**Quelldatensätze**
↓↓↓

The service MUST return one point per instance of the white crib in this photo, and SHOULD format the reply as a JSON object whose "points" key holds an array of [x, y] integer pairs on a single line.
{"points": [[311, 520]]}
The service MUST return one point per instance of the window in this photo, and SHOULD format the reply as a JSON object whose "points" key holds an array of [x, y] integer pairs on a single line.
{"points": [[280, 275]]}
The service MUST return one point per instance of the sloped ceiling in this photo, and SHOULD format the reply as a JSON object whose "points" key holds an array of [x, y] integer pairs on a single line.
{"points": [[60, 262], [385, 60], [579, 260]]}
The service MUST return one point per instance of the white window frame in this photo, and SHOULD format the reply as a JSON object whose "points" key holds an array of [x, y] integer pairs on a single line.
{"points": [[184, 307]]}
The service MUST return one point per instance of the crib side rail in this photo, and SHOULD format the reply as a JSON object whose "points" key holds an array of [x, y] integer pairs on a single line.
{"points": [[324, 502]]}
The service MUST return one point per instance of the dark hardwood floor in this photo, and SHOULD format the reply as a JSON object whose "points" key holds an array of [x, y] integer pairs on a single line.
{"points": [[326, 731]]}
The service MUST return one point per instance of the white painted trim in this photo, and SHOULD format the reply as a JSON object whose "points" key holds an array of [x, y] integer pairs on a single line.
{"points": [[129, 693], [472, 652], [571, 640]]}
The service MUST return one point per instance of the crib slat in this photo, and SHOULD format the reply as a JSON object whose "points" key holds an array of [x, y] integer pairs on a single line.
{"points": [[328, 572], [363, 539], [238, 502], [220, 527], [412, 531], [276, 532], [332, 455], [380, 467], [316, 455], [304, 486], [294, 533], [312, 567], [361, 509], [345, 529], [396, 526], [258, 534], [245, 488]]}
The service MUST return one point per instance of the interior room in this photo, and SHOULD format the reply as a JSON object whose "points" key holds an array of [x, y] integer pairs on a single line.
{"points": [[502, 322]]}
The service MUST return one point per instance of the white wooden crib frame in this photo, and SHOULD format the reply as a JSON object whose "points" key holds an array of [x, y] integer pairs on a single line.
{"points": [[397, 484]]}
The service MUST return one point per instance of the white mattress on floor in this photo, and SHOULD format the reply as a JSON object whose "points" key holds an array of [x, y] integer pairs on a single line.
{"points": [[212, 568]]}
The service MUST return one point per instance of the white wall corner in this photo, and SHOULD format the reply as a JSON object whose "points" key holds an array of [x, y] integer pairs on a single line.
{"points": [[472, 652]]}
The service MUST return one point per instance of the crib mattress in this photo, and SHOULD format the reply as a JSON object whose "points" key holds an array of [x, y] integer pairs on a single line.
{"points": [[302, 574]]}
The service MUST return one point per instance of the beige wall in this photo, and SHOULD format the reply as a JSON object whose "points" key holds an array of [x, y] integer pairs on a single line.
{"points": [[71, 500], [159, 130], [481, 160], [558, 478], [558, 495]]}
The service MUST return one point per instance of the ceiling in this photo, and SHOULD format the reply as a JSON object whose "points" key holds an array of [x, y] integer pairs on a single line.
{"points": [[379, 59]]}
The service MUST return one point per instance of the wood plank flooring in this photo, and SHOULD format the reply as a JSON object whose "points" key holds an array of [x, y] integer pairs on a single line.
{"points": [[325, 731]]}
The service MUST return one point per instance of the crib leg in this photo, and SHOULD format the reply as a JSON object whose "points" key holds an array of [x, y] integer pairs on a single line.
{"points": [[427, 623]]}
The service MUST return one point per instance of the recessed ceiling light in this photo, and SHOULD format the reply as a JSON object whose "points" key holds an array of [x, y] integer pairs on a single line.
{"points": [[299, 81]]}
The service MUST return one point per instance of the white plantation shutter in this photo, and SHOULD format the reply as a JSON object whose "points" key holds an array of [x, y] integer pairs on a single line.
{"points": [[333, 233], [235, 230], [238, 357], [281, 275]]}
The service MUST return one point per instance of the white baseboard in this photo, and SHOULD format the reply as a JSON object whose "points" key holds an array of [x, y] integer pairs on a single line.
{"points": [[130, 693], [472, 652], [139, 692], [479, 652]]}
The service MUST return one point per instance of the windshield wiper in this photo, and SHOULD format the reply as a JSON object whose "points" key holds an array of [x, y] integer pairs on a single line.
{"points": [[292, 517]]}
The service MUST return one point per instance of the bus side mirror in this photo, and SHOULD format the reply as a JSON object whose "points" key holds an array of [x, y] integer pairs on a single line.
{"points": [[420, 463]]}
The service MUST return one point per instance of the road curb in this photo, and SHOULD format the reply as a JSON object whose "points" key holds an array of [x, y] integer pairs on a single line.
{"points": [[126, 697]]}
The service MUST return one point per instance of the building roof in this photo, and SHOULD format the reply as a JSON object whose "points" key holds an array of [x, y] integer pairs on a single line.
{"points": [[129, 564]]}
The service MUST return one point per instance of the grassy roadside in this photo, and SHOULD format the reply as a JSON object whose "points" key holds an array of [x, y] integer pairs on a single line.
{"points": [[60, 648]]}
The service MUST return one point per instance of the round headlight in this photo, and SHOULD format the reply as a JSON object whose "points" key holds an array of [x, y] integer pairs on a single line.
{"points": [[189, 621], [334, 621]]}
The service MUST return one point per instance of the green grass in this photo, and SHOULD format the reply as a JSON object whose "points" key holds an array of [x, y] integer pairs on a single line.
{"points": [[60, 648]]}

↑↑↑

**AUFGABENSTELLUNG**
Tauschen Sie in sämtlichen Datensätzen „service“ gegen „endpoint“ aus, und geben Sie die Zeilen im Übrigen unverändert wieder.

**ANTWORT**
The endpoint MUST return one point per instance of the white crib in this photo, and SHOULD format the reply as a JSON object whose "points" key holds an array of [x, y] integer pairs on a single line.
{"points": [[311, 520]]}
The endpoint MUST return one point per instance of the window in this photo, and SHOULD format the reply as a JSON object whose "points" key holds an array of [x, y] integer pairs on a single line.
{"points": [[280, 275]]}
The endpoint MUST return one point per instance of the sloped ceiling in this photo, and SHOULD format the reply as a JSON object whose "points" key holds an array of [x, y] integer pairs on a single line.
{"points": [[60, 262], [385, 60], [579, 260]]}
The endpoint MUST return one point per instance of the white window frame in this photo, and SHOULD format the reply as a JSON object whose "points" key holds an array of [x, y] integer pairs on a single line.
{"points": [[184, 307]]}
The endpoint MUST return one point per instance of the crib side rail in this photo, and SHOULD format the reply as a JSON object whose "points" key holds an array of [x, y] integer pairs on a single line.
{"points": [[324, 502]]}
The endpoint MUST return one point per instance of the dark hardwood floor in this photo, and SHOULD format the reply as a JSON object whose "points" key holds an array of [x, y] integer pairs on a single line.
{"points": [[326, 731]]}
The endpoint MUST return one point per instance of the white painted trim in this photo, and SHOULD format the reply as a JSON object whose "points" key holds an array of [x, y] integer pairs on a single line.
{"points": [[129, 693], [472, 652], [571, 640]]}
The endpoint MUST return one point per instance of the crib slat in this photo, and SHOULD format the reply as a JSON object whose "points" key holds an array of [x, y] integer pairs on a single line.
{"points": [[328, 572], [363, 539], [238, 502], [220, 527], [412, 531], [276, 532], [332, 455], [380, 467], [316, 455], [304, 486], [294, 533], [312, 567], [361, 509], [345, 529], [396, 526], [258, 534], [245, 488]]}
The endpoint MUST return one point per instance of the interior room in this photo, and SHOULD format the reply as a JSON object whose "points" key holds an array of [x, y] integer pairs on a single line.
{"points": [[502, 322]]}
The endpoint MUST return one point per instance of the white wooden crib frame in this photo, and SHOULD format the reply as a JSON object whose "points" key holds an array of [x, y] integer pairs on a single line.
{"points": [[397, 484]]}
The endpoint MUST return one point per instance of the white mattress on floor in this photo, and SHOULD format the reply as a JSON object whose "points" key holds an array of [x, y] integer pairs on a single line.
{"points": [[212, 568]]}
The endpoint MUST return one point per instance of the white wall corner in this photo, and SHOULD format the reply as a JSON object whose "points" key holds an array of [x, y] integer pairs on a single line.
{"points": [[472, 652]]}
The endpoint MUST return one point per instance of the crib mattress in this photo, and SHOULD format the reply as a JSON object whose "points" key holds an array of [x, y] integer pairs on a single line.
{"points": [[302, 574]]}
The endpoint MUST return one point per instance of the beige wall in this photo, and SHOULD format the reply as a JSON object whose "points" key holds an array of [x, y] integer pairs on a single line.
{"points": [[71, 500], [159, 130], [481, 160], [558, 478], [558, 495]]}
The endpoint MUST return one point per instance of the ceiling in this photo, and SHOULD format the reply as a JSON object whose "points" key holds an array of [x, y] integer pairs on a single line.
{"points": [[379, 59]]}
The endpoint MUST return one point per instance of the wood plank flooring in this photo, and SHOULD format the reply as a JSON object whose "points" key holds an array of [x, y] integer pairs on a single line.
{"points": [[325, 731]]}
The endpoint MUST return one point per instance of the crib leg in this photo, and SHOULD format the reply as a JSON object whose "points" key holds an array of [x, y] integer pairs on a single line.
{"points": [[427, 623]]}
The endpoint MUST return one point per instance of the recessed ceiling light in this photo, and SHOULD format the reply as a JSON object whose "points" key holds an array of [x, y] integer pairs on a single line.
{"points": [[299, 81]]}
The endpoint MUST return one point per instance of the white plantation shutter in this photo, and SHOULD format the reply as a JSON object whose "points" key holds an array of [x, y] integer pairs on a single line.
{"points": [[333, 233], [235, 230], [238, 357], [281, 275]]}
The endpoint MUST return one point per instance of the white baseboard in this photo, and SHOULD format the reply as a JSON object whose "points" key holds an array of [x, y] integer pairs on a single line.
{"points": [[130, 693], [472, 652], [139, 692], [479, 652]]}
The endpoint MUST return one point per instance of the windshield wiper in this photo, and SHOULD format the reply as a JSON object whose "points" key holds an array of [x, y] integer pairs on a single line.
{"points": [[292, 517]]}
The endpoint MUST return one point per instance of the bus side mirror in this photo, and SHOULD format the reply as a JSON object whose "points" key holds an array of [x, y] integer pairs on a single line.
{"points": [[420, 463]]}
The endpoint MUST return one point per instance of the road curb in this photo, and SHOULD format the reply as a JSON object whose "points" key holds an array of [x, y] integer pairs on a single line.
{"points": [[126, 697]]}
The endpoint MUST return one point per instance of the building roof in this photo, and SHOULD format the reply as a JSON object whose "points" key holds an array of [x, y] integer pairs on a single line.
{"points": [[129, 564]]}
The endpoint MUST return one point per instance of the grassy roadside in this photo, and SHOULD format the reply as a JSON object whose "points" key holds an array of [x, y] integer pairs on a single line.
{"points": [[60, 648]]}
The endpoint MUST return one point per instance of the round headlight in this photo, and SHOULD format the reply as a JSON object whose "points" key holds an array of [x, y] integer pairs on a single line.
{"points": [[189, 621], [334, 621]]}
The endpoint MUST return one point per instance of the green grass in this photo, and SHOULD format the reply as a JSON object whose "points" key holds an array of [x, y] integer pairs on a single line.
{"points": [[60, 648]]}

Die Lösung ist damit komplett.